> [SUPPLIED PASSAGE]
-.-.-
After Saturday's performance, could Isaiah Thomas be up for Big 12 Player of the Year?

After Isaiah Thomas had arguably the best game of any Oklahoma defensive lineman this season on Saturday night against Baylor, OU defensive coordinator Alex Grinch threw down a gauntlet of sorts.
“If he’s not the Big 12 Defensive Player of the Year,” Grinch said, “I’m not sure who should be in place of him. Another good night.”
That award probably will go to Iowa State defensive lineman JaQuan Bailey, who’s up for a handful of national awards as well as first-team All-American honors.
But Thomas might certainly have secured a spot on the 2020 All-Big 12 team with his performance against the Bears: 2 1/2 quarterback sacks and three tackles for loss among his six total stops in the Sooners’ 27-14 win.
Baylor got one touchdown after an OU penalty that wiped out a fourth-down stop, and the Bears got another in the final minute of the game with the outcome long decided.
That’s how close the Sooners came to a shutout, and at the heart of everything, wrecking the Baylor game plan, was Thomas.
-.-.-
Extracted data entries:
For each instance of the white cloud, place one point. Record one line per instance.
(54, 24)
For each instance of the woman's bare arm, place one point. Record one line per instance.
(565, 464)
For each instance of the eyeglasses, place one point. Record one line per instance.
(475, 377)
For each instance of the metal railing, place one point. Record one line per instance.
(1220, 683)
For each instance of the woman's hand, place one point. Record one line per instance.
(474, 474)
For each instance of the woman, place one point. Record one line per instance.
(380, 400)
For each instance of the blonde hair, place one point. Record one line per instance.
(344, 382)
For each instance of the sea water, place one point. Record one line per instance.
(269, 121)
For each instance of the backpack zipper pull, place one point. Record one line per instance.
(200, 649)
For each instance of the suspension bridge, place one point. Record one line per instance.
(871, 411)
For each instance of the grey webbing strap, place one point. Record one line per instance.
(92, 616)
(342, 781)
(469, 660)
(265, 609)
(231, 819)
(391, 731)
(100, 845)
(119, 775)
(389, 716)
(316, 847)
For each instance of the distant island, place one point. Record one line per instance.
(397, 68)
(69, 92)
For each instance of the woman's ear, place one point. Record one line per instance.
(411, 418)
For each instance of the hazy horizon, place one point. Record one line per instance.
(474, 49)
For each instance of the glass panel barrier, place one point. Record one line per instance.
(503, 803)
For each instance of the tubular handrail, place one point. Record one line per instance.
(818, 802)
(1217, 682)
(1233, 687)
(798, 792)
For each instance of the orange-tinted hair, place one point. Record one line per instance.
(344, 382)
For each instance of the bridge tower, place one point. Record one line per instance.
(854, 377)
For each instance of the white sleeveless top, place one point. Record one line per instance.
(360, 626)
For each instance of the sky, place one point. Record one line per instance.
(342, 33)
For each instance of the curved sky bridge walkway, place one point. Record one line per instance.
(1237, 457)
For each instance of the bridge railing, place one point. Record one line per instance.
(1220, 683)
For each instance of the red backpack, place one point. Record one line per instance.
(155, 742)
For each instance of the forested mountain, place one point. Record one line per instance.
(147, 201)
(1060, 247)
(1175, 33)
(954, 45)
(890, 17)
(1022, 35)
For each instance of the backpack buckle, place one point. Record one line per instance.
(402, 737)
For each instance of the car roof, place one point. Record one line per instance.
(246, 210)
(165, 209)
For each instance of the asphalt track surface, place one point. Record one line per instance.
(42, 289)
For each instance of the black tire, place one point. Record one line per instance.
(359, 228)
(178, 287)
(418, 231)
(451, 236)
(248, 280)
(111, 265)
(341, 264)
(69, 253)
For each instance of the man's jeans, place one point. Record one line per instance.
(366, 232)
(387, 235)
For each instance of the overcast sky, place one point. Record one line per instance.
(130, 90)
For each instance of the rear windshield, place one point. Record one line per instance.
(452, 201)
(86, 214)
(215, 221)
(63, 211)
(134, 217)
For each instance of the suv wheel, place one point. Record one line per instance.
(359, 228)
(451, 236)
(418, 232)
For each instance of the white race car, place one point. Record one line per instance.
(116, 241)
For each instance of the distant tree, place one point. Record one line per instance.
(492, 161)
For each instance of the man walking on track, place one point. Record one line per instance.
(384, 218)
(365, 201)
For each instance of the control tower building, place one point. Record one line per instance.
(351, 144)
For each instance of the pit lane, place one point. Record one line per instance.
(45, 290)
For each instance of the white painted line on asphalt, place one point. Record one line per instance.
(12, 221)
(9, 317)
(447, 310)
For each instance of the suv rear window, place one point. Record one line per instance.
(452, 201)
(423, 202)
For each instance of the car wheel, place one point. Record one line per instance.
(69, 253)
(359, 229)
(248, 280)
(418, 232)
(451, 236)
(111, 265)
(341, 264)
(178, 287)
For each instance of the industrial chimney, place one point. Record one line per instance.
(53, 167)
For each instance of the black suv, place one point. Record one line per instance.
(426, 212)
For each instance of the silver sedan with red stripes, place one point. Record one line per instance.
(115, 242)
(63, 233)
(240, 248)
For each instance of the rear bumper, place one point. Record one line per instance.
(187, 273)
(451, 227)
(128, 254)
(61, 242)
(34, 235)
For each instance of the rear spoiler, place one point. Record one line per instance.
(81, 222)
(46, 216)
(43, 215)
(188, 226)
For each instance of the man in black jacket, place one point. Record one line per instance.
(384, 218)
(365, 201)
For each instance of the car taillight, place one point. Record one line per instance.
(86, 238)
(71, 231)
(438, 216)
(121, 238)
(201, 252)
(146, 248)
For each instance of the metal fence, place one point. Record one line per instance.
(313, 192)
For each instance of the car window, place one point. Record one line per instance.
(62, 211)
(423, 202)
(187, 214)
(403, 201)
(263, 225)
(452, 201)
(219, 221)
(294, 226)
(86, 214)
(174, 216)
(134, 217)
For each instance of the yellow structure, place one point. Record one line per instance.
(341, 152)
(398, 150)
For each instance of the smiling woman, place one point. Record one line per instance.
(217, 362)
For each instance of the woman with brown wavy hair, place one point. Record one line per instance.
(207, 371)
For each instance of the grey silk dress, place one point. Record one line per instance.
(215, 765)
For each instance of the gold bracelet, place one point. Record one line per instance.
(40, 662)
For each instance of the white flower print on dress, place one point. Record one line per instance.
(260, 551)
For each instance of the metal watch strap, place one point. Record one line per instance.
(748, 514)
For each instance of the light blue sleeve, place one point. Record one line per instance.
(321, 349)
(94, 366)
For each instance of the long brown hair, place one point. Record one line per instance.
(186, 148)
-.-.-
> [TASK INSTRUCTIONS]
- a) Locate every line in the records that contains the word "window" and copy each one.
- b) Please pick up the article on Isaiah Thomas's game against Baylor and continue it from its final sentence.

> [ANSWERS TO THE TASKS]
- a)
For each instance of the suv rear window, place one point. Record one line per instance.
For each instance of the car window, place one point. Record one line per instance.

- b)
“There’s really not any area he hasn’t improved,” said head coach Lincoln Riley. “I think he’s become a more well-rounded pass rusher, again, with a variety of different moves. I think he really understands our scheme well and how to execute it at a high level. He’s become, I think, a much better player against the run. A couple of his best plays the other night were defeating the run game and still able to make plays.
“And then he’s just so consistent. I mean, you know what you’re going to get. He’s going to do his job. He’s going to have high effort. And then he’s making kind of the splash plays on top of that.”
After blowing past his blocker and blind-siding Charlie Brewer for one of his sacks, Thomas stayed on his knees with his arms raised to the sky in exultation. He seemed to be just taking it all in — every bit of it, from his unforeseen rise from obscurity to his escalation to likely All-Big 12 accolades.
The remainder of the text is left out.